Problem requirements — Count the lines below that contain the word "dark", and reply with the number alone.
━━ Material to process ━━
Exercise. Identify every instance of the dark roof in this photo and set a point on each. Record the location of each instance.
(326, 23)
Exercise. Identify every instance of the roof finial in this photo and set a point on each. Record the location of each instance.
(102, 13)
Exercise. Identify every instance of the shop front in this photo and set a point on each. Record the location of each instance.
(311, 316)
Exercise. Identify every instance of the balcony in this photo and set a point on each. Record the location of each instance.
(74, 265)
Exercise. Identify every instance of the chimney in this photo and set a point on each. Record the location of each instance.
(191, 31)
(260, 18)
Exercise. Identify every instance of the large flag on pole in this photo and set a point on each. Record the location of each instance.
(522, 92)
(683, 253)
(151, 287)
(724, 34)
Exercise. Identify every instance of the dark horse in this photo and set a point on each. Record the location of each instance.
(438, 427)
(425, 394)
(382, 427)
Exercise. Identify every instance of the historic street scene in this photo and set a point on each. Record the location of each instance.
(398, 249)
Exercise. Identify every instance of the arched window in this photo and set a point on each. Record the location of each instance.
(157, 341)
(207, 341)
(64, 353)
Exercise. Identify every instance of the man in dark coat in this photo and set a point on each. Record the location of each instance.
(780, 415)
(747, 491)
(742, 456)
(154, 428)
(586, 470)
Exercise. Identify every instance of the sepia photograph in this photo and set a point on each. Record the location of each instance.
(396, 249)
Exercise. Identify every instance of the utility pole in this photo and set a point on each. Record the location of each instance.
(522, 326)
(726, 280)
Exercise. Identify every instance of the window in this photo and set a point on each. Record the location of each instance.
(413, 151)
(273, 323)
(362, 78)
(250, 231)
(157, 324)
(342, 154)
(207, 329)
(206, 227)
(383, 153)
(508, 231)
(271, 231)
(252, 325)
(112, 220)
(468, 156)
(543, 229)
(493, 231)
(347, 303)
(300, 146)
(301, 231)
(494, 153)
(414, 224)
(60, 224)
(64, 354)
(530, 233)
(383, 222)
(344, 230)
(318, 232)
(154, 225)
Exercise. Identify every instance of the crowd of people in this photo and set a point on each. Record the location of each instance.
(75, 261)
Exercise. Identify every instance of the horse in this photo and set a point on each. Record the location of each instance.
━━━
━━ Material to process ━━
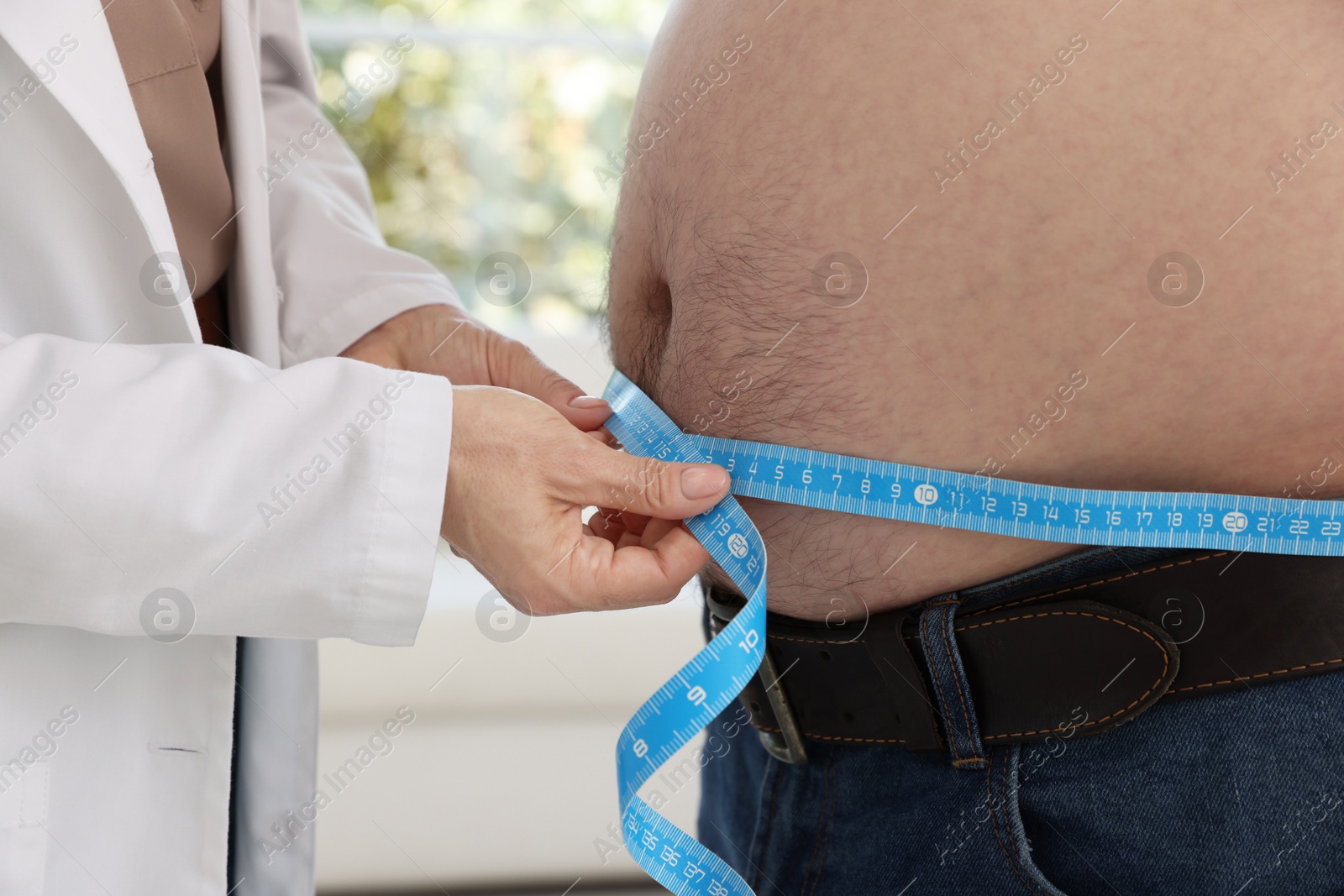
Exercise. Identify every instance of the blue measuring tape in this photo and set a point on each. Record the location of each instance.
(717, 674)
━━━
━━ Material to process ━━
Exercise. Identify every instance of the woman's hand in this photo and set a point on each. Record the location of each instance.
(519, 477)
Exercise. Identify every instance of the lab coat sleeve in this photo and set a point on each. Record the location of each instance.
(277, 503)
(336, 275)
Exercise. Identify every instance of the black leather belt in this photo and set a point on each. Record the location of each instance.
━━━
Output below — 3